[Rows from a box labeling dataset]
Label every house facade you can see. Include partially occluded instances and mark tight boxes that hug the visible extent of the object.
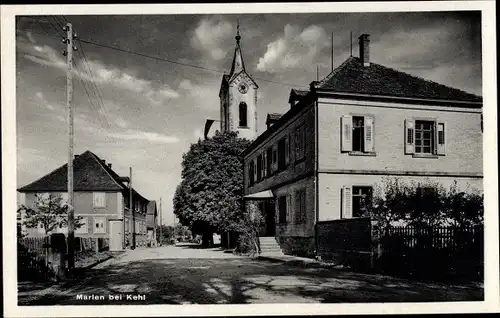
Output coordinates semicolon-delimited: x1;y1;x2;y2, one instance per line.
243;34;483;255
18;151;149;250
146;201;158;245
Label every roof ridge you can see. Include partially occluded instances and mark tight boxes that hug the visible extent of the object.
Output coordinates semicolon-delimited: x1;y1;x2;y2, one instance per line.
316;56;357;87
17;163;68;191
371;62;482;98
87;150;127;189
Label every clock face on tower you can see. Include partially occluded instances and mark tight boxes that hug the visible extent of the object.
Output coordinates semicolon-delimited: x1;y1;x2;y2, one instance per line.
238;83;248;94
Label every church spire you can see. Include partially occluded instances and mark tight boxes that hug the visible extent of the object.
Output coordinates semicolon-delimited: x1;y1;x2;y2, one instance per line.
229;21;245;76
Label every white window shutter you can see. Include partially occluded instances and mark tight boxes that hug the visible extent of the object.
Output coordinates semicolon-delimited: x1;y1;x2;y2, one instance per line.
285;135;290;166
262;151;267;179
340;115;352;151
405;119;415;154
272;145;278;172
342;186;352;219
252;160;257;183
286;193;292;220
436;122;446;155
364;117;375;152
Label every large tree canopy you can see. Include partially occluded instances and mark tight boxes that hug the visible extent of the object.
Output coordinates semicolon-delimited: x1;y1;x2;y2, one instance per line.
174;132;254;241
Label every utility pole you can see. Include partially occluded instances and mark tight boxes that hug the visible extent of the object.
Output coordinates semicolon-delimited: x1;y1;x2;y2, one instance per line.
63;22;76;272
160;197;163;245
332;32;333;72
350;31;352;56
128;167;135;250
174;209;177;245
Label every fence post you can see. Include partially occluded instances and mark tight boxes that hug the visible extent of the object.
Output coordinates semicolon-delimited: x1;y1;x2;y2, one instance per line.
49;233;66;279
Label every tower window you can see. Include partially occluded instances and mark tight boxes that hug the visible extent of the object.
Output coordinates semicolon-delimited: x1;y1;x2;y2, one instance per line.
240;102;248;127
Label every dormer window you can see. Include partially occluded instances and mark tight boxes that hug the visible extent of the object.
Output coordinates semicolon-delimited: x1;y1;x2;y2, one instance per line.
239;102;248;127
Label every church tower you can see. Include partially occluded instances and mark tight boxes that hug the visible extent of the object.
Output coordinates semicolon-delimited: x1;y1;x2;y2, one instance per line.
219;24;259;140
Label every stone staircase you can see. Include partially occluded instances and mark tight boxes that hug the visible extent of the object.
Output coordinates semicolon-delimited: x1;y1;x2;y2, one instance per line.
259;236;285;256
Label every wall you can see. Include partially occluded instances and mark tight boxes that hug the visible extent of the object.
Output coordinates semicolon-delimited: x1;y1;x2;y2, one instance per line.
318;98;483;175
275;177;316;256
317;218;373;269
25;192;123;237
229;73;257;139
318;173;483;221
244;103;315;194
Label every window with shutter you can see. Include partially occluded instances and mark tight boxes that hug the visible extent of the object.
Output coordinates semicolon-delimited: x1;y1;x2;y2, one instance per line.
437;122;446;155
285;135;290;167
266;147;273;176
414;120;437;155
94;217;106;233
340;115;352;152
94;192;106;208
405;119;415;154
295;123;306;161
75;217;89;234
300;189;306;221
278;138;286;171
295;191;301;222
342;186;352;219
364;116;374;152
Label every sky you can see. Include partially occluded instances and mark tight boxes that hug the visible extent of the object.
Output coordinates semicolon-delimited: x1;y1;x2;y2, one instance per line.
16;12;482;224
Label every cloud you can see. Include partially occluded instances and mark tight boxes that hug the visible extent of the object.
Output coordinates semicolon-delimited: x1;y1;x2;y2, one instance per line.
21;44;180;106
193;128;205;140
80;60;180;106
108;129;180;144
257;24;329;73
191;18;233;61
115;117;128;128
35;92;55;110
179;79;194;90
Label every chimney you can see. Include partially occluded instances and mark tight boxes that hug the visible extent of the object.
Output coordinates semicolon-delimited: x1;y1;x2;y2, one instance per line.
359;33;370;66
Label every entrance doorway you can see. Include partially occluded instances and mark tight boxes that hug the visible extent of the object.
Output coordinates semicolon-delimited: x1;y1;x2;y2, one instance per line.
109;220;123;251
263;201;276;236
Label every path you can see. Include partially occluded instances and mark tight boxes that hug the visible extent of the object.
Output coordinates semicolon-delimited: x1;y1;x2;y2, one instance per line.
17;246;483;305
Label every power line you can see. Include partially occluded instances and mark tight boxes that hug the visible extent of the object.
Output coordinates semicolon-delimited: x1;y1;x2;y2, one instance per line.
77;39;306;87
19;19;308;87
33;16;109;132
77;37;110;128
45;16;110;128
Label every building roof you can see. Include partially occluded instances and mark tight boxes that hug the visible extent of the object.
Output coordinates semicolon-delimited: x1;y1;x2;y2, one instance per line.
267;113;283;120
18;150;147;200
242;56;483;156
315;57;482;102
147;200;157;215
288;88;309;103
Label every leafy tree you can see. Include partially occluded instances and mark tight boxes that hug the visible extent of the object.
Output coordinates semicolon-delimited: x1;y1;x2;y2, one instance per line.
156;225;178;244
17;194;83;234
367;178;484;229
174;131;250;245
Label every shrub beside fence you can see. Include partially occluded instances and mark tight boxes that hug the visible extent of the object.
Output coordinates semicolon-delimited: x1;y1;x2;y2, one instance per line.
17;236;50;281
377;226;484;279
17;236;109;281
316;218;484;279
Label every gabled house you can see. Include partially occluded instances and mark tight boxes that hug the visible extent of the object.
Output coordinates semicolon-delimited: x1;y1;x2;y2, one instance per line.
146;201;158;245
17;151;149;250
243;34;483;255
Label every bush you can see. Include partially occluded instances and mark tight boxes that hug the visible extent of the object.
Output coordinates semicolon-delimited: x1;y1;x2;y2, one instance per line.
365;178;484;231
235;202;262;256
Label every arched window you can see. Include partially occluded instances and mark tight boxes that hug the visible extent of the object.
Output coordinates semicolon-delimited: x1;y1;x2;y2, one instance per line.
239;102;248;127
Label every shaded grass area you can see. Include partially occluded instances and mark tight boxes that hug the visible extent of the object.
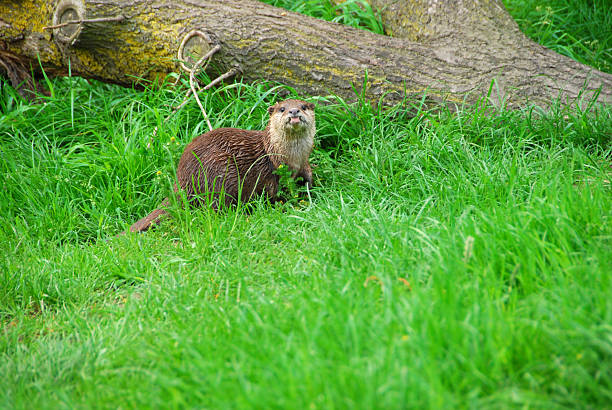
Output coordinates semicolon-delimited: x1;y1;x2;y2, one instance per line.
0;1;612;408
504;0;612;73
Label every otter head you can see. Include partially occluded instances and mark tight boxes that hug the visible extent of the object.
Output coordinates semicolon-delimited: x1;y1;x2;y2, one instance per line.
268;100;315;139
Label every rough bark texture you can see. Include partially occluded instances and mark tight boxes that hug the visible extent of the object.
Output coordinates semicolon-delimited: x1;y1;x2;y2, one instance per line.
0;0;612;106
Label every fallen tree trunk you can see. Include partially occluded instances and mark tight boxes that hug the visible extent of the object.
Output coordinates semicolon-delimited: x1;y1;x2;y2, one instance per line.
0;0;612;106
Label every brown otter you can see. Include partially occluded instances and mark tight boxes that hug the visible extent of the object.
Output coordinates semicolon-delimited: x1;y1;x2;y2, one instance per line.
125;100;316;232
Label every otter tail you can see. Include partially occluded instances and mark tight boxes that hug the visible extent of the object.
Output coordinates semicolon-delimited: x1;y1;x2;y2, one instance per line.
130;198;170;232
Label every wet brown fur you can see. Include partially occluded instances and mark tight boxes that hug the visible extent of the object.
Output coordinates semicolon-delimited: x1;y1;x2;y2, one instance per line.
130;100;315;232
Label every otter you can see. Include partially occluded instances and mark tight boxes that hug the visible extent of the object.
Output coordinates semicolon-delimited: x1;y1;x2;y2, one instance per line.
125;100;316;232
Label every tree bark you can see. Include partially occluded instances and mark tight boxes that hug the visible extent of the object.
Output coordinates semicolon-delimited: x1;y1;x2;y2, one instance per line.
0;0;612;107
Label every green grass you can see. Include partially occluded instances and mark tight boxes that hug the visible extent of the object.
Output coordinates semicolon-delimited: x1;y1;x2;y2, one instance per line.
504;0;612;73
0;1;612;408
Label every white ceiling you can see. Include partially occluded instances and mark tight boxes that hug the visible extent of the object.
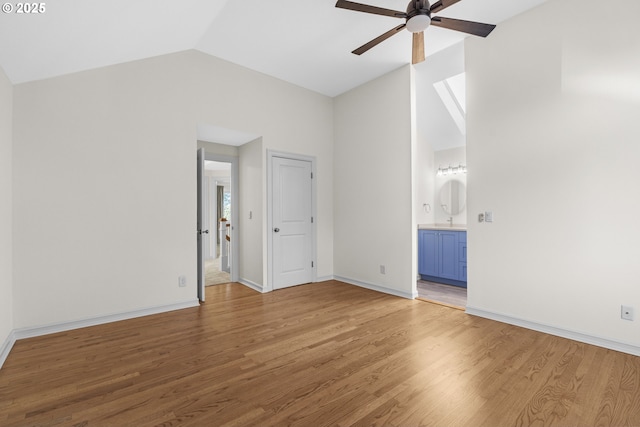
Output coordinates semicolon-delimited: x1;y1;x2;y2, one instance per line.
0;0;546;96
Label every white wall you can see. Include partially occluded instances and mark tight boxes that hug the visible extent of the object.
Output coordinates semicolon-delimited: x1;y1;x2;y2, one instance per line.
433;147;467;225
413;133;437;224
414;43;466;224
0;68;13;365
415;43;466;153
334;66;416;296
466;0;640;354
13;51;333;328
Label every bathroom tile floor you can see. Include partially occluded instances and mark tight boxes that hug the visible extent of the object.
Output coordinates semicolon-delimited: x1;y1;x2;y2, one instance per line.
418;280;467;310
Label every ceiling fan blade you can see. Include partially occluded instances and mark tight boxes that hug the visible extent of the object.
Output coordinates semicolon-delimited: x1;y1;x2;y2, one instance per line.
430;0;460;13
351;24;407;55
431;16;496;37
411;31;424;64
336;0;407;18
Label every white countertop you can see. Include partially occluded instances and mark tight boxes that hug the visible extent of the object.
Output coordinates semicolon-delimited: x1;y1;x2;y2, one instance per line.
418;223;467;231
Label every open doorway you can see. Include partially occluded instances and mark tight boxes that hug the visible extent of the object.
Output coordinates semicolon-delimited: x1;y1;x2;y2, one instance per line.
204;159;231;286
197;148;239;302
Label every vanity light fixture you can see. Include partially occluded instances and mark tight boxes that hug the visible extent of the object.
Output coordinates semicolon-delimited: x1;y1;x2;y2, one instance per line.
436;164;467;176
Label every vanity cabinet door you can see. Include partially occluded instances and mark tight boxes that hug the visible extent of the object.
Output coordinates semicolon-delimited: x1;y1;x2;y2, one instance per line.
418;229;467;286
418;230;439;276
458;232;467;282
437;231;459;280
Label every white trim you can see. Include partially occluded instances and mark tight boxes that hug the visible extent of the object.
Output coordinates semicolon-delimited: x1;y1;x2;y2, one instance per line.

- **EXERCISE REQUIREMENTS**
Rewrite the stretch of rows from the line containing "Label every church tower" through the line containing "244;103;315;194", renaming "stone staircase" to "stone stairway" and leaving everything else unchanged.

- **TASK SOLUTION**
Label every church tower you can see. Include partially occluded instances and mark tight boxes that hug the visible extent of the object.
Output coordinates semicolon-delimited: x1;y1;x2;y2, one instance per line.
219;24;259;140
Label every stone stairway you can see. Include partially occluded instances and mark tight boxes that hug the visible extent of the object.
Output coordinates semicolon-delimited: x1;y1;x2;y2, one instance per line.
259;236;285;256
Label every wall you can see. Include partially occluded instances and mark tight boxes that hug the visible extent of the object.
Output coordinates semicolon-delimited: x1;y1;x2;y2, one instance per line.
318;98;483;175
275;177;316;256
317;218;373;269
25;192;123;237
229;73;257;139
318;173;483;221
244;103;315;194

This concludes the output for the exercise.